Challenge - Extract the lines of the listing below, from its first line through the line containing "176L132 105L131 57L120", and reproduce them without any change. Omit the pictures from your answer.

Given information -
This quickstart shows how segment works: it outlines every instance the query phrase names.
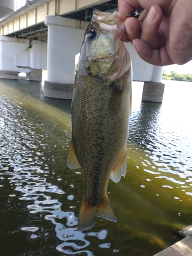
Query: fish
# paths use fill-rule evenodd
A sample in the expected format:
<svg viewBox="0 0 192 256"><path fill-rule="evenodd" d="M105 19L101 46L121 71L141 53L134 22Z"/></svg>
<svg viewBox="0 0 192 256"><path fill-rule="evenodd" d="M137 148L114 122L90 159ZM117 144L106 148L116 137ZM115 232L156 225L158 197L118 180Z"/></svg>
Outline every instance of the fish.
<svg viewBox="0 0 192 256"><path fill-rule="evenodd" d="M125 176L132 105L131 57L120 40L127 16L94 11L85 30L71 103L72 139L67 164L83 168L85 192L77 230L96 217L116 222L107 196L110 178Z"/></svg>

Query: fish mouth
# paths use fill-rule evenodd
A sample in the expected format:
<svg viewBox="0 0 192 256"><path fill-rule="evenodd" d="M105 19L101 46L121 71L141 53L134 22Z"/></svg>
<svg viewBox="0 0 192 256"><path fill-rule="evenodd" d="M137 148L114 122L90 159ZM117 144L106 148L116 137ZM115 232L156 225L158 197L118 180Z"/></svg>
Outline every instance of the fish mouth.
<svg viewBox="0 0 192 256"><path fill-rule="evenodd" d="M103 33L112 32L119 39L121 39L126 34L124 22L127 17L132 16L132 13L119 12L117 11L106 13L94 10L92 20L98 23Z"/></svg>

Answer to the task -
This quickstart shows how segment works: it outlines every instance the query phrase names.
Query: fish
# paths use fill-rule evenodd
A sample in the expected format:
<svg viewBox="0 0 192 256"><path fill-rule="evenodd" d="M105 19L101 46L121 71L141 53L134 22Z"/></svg>
<svg viewBox="0 0 192 256"><path fill-rule="evenodd" d="M137 148L114 122L90 159ZM117 144L106 148L116 137ZM115 232L156 225L158 197L118 180Z"/></svg>
Outline every instance of the fish.
<svg viewBox="0 0 192 256"><path fill-rule="evenodd" d="M125 176L132 105L131 57L120 40L127 16L94 11L85 30L71 103L72 139L67 164L83 168L85 192L77 230L96 217L116 222L107 196L110 178Z"/></svg>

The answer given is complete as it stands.